Extracted data:
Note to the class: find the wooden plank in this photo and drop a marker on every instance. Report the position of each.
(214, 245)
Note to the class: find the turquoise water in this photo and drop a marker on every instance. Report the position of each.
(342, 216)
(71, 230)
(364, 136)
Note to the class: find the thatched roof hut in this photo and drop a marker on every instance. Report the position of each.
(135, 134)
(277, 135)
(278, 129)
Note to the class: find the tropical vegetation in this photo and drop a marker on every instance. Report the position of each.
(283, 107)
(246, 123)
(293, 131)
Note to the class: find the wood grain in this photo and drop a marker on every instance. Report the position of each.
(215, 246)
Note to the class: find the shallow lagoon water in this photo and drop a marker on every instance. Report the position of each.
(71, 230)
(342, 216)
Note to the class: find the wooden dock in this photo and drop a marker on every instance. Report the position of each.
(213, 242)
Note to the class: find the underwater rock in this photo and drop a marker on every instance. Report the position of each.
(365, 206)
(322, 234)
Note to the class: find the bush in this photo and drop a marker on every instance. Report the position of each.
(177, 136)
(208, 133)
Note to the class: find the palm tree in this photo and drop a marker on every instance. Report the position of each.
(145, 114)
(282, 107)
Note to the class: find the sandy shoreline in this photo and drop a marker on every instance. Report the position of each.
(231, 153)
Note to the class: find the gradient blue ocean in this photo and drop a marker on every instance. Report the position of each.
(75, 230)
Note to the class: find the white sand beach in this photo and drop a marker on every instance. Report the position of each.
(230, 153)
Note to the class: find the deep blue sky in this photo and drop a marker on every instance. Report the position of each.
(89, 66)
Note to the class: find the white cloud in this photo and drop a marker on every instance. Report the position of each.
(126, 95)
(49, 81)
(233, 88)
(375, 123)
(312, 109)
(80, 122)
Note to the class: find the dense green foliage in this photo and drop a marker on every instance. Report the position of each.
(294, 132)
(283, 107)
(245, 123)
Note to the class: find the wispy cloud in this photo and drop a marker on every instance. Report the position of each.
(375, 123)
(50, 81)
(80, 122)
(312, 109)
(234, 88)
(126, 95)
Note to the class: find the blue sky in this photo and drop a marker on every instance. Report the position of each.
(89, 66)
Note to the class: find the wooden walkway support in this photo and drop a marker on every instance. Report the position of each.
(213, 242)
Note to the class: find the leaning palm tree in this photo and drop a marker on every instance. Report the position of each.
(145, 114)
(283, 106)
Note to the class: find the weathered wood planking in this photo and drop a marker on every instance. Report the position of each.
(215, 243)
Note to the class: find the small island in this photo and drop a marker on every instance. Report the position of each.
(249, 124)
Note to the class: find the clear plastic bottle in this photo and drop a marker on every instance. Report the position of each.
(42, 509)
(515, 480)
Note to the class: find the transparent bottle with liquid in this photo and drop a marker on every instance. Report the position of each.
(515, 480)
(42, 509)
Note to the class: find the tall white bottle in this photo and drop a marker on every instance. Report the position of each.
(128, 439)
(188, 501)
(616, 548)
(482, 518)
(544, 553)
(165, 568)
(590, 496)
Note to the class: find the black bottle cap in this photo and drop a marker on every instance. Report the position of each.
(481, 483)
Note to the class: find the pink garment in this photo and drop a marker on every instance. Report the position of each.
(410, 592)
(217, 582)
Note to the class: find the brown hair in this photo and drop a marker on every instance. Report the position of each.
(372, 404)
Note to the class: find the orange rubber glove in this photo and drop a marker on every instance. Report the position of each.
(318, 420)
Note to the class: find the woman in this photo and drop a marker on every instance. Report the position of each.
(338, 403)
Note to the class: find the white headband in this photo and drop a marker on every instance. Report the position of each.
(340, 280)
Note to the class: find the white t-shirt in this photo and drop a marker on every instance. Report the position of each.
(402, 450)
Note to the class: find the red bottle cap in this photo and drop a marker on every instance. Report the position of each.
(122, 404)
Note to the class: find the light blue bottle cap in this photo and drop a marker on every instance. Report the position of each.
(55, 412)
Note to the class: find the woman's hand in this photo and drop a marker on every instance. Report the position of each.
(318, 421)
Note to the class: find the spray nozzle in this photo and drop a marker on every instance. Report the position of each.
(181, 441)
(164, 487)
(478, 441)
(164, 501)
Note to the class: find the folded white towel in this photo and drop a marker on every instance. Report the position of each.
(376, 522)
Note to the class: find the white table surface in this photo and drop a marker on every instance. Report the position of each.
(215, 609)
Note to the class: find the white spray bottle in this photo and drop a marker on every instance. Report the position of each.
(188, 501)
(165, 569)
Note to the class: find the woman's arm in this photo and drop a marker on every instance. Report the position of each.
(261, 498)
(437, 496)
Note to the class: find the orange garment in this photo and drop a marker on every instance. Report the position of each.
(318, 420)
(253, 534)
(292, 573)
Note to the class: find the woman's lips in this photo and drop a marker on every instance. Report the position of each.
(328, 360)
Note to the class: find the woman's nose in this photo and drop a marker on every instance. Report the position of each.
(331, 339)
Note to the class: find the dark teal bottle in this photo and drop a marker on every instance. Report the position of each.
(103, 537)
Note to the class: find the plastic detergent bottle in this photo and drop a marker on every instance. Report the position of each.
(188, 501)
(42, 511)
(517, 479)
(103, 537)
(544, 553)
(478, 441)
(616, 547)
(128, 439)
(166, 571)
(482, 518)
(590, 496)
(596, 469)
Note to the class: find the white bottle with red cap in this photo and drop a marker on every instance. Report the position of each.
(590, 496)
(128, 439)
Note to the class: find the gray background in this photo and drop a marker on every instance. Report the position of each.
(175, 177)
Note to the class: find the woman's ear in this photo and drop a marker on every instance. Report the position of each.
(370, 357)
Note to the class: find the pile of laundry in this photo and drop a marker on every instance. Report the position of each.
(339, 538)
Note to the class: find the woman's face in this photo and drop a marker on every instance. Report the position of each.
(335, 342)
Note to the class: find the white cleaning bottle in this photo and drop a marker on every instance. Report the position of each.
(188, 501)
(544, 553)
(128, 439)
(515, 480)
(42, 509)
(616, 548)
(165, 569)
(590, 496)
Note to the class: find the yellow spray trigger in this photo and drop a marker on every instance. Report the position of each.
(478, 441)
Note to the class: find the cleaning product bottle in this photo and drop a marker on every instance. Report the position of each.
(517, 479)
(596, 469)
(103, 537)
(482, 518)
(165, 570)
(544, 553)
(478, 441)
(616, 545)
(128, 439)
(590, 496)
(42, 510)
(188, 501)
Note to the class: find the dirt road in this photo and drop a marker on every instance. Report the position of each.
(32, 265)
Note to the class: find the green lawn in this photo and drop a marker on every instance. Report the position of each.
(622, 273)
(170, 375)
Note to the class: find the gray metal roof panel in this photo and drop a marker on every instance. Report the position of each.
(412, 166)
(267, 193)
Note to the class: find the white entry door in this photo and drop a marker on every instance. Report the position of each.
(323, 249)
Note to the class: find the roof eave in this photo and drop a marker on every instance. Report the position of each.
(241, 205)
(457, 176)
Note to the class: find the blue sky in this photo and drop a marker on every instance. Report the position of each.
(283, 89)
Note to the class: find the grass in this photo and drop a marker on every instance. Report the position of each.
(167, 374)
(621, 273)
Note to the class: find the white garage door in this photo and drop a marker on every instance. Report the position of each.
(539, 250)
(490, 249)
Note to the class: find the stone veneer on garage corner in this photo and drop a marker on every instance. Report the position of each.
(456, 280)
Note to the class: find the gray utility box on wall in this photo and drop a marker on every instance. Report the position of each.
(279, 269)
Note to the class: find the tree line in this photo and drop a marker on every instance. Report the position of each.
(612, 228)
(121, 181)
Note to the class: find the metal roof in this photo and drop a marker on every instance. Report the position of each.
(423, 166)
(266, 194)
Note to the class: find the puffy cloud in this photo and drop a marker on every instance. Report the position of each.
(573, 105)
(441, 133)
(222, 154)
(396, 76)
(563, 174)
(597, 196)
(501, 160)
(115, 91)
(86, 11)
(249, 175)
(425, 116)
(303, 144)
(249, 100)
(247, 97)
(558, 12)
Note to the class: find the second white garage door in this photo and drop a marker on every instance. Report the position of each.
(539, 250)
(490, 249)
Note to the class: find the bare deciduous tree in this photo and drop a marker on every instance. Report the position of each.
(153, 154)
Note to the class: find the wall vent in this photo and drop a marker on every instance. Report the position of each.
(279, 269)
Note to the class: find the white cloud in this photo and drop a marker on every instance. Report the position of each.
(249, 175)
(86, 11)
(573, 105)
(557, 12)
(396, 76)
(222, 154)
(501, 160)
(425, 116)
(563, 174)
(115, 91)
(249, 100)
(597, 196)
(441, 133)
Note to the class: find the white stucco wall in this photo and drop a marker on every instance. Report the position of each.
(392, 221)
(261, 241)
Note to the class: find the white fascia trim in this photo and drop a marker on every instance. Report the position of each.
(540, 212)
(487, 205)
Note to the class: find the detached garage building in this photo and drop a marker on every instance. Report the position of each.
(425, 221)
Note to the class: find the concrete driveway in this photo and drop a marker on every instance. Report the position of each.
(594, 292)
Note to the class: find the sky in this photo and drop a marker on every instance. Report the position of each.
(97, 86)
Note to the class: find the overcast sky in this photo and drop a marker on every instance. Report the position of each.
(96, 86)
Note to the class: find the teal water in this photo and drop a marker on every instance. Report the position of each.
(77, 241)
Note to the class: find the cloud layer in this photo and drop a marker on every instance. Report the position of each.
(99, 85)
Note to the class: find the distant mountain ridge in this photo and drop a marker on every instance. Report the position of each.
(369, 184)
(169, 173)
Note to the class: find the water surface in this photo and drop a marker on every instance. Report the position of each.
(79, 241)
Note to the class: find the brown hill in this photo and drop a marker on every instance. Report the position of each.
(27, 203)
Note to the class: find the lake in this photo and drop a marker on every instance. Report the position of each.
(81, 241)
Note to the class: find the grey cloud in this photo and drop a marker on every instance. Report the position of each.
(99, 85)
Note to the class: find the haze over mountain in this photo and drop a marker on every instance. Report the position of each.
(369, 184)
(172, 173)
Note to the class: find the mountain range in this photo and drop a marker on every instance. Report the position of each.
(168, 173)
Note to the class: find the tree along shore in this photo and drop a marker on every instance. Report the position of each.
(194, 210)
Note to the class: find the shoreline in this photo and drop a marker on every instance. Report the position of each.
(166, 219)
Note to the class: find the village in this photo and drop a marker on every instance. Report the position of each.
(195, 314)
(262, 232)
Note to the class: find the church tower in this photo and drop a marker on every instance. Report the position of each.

Exercise: Reproduce exactly the lines from the one with "Note to the class: find the mountain" through the end of the entries above, both ends included.

Response to this task:
Note to the class: find the mountain range in this photo and drop a marker on every instance. Report the position of each.
(168, 173)
Note to the class: find the tree along shore in this photo and drop a marker on every instance. Report the position of each.
(194, 210)
Note to the class: find the shoreline in this photo and drop a marker on every instance. Report the position of each.
(166, 219)
Note to the class: find the village in this photo and drop a marker on every instance. Report the position of each.
(195, 314)
(262, 232)
Note to the class: find the church tower in this photo and drop a marker on every instance. Report the position of each.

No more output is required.